* [What to do] Starting at the line containing "segment hillside vegetation, all instances" and ending at the line containing "Return the outline of every instance of the hillside", both included, lay out the data as a Markdown table with the columns Row and Line, numbering each row and skipping blank lines. Omit the pictures from the table.

..............................

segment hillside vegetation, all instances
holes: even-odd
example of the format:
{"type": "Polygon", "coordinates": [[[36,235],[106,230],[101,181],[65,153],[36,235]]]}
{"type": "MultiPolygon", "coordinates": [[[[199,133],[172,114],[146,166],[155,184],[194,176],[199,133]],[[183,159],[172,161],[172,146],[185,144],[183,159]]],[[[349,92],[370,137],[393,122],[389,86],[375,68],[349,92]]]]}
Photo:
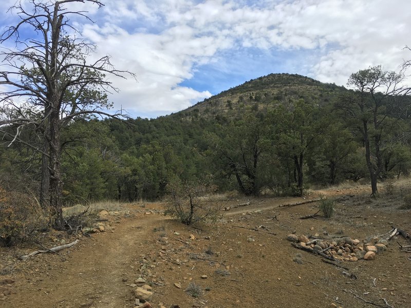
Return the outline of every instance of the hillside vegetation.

..............................

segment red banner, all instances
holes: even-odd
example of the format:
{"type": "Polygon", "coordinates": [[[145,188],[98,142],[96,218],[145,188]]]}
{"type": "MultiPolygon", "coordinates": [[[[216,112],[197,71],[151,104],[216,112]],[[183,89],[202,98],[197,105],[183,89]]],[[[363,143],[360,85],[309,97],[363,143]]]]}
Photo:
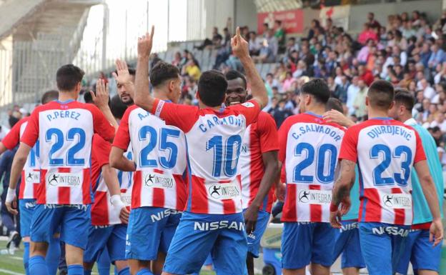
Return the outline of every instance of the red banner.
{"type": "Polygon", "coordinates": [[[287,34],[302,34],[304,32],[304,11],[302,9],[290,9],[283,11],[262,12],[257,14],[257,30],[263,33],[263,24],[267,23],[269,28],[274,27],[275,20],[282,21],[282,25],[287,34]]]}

..............................

* [Result of the task]
| Row | Line |
|---|---|
| 1 | segment hillside vegetation, all instances |
| 2 | holes: even-odd |
| 3 | example of the format: |
| 4 | {"type": "Polygon", "coordinates": [[[36,235],[106,230],[101,181],[65,153],[36,235]]]} |
| 5 | {"type": "MultiPolygon", "coordinates": [[[[199,133],[172,114],[146,166],[155,184],[194,176],[199,133]],[[183,159],[172,161],[172,146],[185,144],[183,159]]],[[[349,92],[370,137],[393,122],[389,86],[375,68],[349,92]]]]} |
| 6 | Photo: |
| 7 | Return the outline of every instance of the hillside vegetation. |